SUPPLIED RECORDS:
=======

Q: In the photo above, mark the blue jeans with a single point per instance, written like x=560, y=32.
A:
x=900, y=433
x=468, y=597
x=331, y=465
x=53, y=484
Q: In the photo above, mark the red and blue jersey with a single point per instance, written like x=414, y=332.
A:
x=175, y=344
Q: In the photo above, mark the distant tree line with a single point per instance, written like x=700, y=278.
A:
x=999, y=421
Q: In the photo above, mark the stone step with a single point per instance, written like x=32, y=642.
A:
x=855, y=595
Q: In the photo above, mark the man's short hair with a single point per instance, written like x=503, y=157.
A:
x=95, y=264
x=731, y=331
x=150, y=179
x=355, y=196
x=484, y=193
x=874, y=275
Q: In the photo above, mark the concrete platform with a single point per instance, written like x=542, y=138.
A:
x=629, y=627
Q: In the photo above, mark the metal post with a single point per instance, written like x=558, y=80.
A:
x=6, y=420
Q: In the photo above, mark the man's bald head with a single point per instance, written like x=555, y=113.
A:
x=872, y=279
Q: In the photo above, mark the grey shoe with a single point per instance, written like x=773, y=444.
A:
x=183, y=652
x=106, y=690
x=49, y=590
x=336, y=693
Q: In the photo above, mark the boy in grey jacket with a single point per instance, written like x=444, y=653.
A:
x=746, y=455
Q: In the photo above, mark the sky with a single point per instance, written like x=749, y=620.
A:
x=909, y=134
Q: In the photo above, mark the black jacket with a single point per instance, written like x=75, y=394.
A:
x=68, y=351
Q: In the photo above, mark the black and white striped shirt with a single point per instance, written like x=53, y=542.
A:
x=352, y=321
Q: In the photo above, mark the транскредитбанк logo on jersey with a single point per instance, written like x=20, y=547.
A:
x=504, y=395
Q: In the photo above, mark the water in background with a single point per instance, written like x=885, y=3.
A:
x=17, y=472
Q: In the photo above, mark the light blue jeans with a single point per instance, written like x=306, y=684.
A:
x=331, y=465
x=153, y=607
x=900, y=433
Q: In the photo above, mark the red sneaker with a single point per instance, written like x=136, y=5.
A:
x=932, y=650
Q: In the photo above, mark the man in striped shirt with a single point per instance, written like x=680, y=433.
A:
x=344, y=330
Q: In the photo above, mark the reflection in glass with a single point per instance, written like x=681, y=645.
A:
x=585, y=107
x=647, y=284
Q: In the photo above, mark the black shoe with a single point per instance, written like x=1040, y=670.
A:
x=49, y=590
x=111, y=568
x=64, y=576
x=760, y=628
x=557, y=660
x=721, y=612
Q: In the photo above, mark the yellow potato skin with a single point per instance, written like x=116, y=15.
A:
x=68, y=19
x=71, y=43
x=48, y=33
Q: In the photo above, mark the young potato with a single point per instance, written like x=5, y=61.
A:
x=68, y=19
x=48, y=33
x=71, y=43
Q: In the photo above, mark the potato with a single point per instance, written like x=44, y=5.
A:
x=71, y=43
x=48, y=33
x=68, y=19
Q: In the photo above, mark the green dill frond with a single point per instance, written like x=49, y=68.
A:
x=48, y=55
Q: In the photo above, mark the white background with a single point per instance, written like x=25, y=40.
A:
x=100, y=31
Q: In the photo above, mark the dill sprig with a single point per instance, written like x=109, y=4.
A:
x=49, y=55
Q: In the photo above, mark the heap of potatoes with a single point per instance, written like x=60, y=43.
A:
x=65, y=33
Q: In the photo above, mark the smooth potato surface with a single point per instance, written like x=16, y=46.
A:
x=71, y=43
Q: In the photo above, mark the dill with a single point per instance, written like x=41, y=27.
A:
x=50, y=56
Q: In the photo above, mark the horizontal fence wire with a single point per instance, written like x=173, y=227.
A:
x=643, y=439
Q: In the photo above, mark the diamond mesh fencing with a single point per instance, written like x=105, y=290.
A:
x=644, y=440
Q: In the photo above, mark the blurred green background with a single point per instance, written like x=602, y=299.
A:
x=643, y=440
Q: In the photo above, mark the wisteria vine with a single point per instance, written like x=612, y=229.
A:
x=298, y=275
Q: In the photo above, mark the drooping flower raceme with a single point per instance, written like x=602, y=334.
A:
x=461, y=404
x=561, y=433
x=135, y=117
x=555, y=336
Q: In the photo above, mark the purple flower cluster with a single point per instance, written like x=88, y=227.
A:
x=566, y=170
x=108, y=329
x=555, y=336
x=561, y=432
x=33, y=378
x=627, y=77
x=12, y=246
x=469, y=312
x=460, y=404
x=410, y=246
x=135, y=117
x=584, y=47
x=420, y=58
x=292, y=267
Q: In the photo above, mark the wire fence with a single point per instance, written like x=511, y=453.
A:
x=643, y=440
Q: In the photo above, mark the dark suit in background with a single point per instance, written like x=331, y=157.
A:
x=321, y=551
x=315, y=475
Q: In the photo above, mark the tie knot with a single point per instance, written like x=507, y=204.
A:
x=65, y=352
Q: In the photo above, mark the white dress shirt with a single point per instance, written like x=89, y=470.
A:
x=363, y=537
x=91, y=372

=======

WHAT YOU ARE ASKED TO DO:
Please reproduce all of the items above word for word, leaving nothing out and changing nothing.

TASK OUTPUT:
Q: In the photo above, mark the blue jeans with a single point per instance, written like x=560, y=32.
A:
x=900, y=433
x=468, y=597
x=331, y=465
x=53, y=484
Q: In the photo above, mark the red and blue jersey with a single point per instance, written like x=414, y=332.
A:
x=175, y=344
Q: In the photo above, mark the distant tree line with a single point per instance, written like x=700, y=278.
A:
x=999, y=421
Q: In the photo above, mark the stone step with a single point per instance, written like x=32, y=642.
A:
x=855, y=595
Q: In the photo above, mark the man's short hair with a single point per instance, written like x=503, y=157.
A:
x=95, y=264
x=731, y=331
x=150, y=179
x=355, y=196
x=484, y=193
x=874, y=275
Q: In the photo above, mark the concrete platform with a single point per instance, written like x=542, y=138.
A:
x=629, y=627
Q: In the photo above, mark the metal post with a single point per instance, written like x=558, y=80.
A:
x=6, y=420
Q: In the photo above, mark the man's bald head with a single point per instance, written like x=555, y=113.
A:
x=872, y=279
Q: In the photo above, mark the grey shoe with a single point per instance, written like x=773, y=444.
A:
x=183, y=652
x=106, y=690
x=49, y=590
x=336, y=693
Q: In the photo above, mark the boy in grey jacket with a single point per instance, written like x=444, y=653.
A:
x=746, y=455
Q: In the photo above, mark the sky with a single point per instance, written like x=749, y=620.
A:
x=909, y=134
Q: In the photo above, mark the black jacket with a single point per instance, written like x=75, y=394.
A:
x=68, y=351
Q: In the photo above, mark the black and white striped shirt with a single point per instance, written like x=53, y=542.
A:
x=352, y=321
Q: In the photo above, mark the транскредитбанк logo on jersey with a single point per instance, written like x=20, y=547.
A:
x=504, y=395
Q: In the photo above, mark the water in background with a single point per instance, written like x=885, y=3.
A:
x=17, y=472
Q: In the photo above, mark the light blue jeans with a single point per instance, written like x=306, y=684.
A:
x=331, y=465
x=153, y=607
x=900, y=433
Q: In the photo above, mark the red sneaker with a single point per instance, written like x=136, y=5.
A:
x=932, y=650
Q: In the photo above, mark the man in striped shirt with a single point per instance, written like x=680, y=433.
A:
x=344, y=330
Q: In the photo above, mark the reflection in glass with a single point per instance, written like x=681, y=645.
A:
x=585, y=107
x=647, y=284
Q: In the photo above, mark the black shoe with a single point per instance, written like x=1040, y=670.
A:
x=49, y=590
x=111, y=568
x=64, y=576
x=760, y=628
x=557, y=660
x=721, y=612
Q: In the photo above, mark the yellow potato skin with a single point per instance, written like x=116, y=15.
A:
x=68, y=19
x=71, y=43
x=48, y=33
Q: In the photo above, mark the young potato with a single point per instance, written like x=5, y=61.
A:
x=68, y=19
x=48, y=33
x=71, y=43
Q: In the photo above, mark the potato with a single point per instance, written like x=44, y=5.
A:
x=71, y=43
x=48, y=33
x=68, y=19
Q: In the photo above, mark the green dill frond with a single point per instance, written like x=49, y=68.
A:
x=48, y=55
Q: In the photo above, mark the white background with a single point per instance, written like x=25, y=40.
A:
x=100, y=31
Q: In the photo above, mark the dill sprig with a single point per instance, written like x=109, y=4.
A:
x=49, y=55
Q: In the photo above, mark the heap of potatoes with a single point per instance, written like x=60, y=43.
A:
x=65, y=33
Q: In the photo above, mark the smooth potato surface with a single point per instance, written like x=16, y=46.
A:
x=71, y=43
Q: In the photo above, mark the dill with a single point per instance, written like x=41, y=27.
A:
x=50, y=56
Q: In the photo above, mark the horizontal fence wire with a single point per instance, written like x=173, y=227.
A:
x=643, y=439
Q: In the photo above, mark the diamond mesh fencing with a single point per instance, written like x=105, y=290.
A:
x=644, y=440
Q: In the photo above, mark the blurred green background with a single point per instance, written like x=602, y=299.
A:
x=643, y=440
Q: In the photo above, mark the wisteria vine with a single point per instance, written like x=612, y=229.
A:
x=298, y=275
Q: In the photo above, mark the drooping flower raceme with a single point per instance, written like x=602, y=334.
A:
x=461, y=404
x=561, y=433
x=135, y=117
x=555, y=336
Q: In the photo above, mark the purple flower cluster with a single point per instance, written like x=88, y=227.
A:
x=566, y=170
x=108, y=329
x=555, y=336
x=561, y=432
x=33, y=378
x=627, y=77
x=12, y=246
x=469, y=312
x=460, y=404
x=410, y=246
x=135, y=117
x=584, y=47
x=420, y=58
x=292, y=267
Q: In the photo above, mark the wire fence with a single point per instance, written like x=511, y=453.
A:
x=643, y=440
Q: In the photo above, mark the dark suit in background with a single point per instance, written like x=331, y=157.
A:
x=321, y=551
x=315, y=475
Q: In the photo above, mark the tie knot with a single point per instance, written like x=507, y=204.
A:
x=65, y=352
Q: In the photo above, mark the white dress shirt with a single point per instance, written like x=89, y=470.
A:
x=363, y=537
x=91, y=372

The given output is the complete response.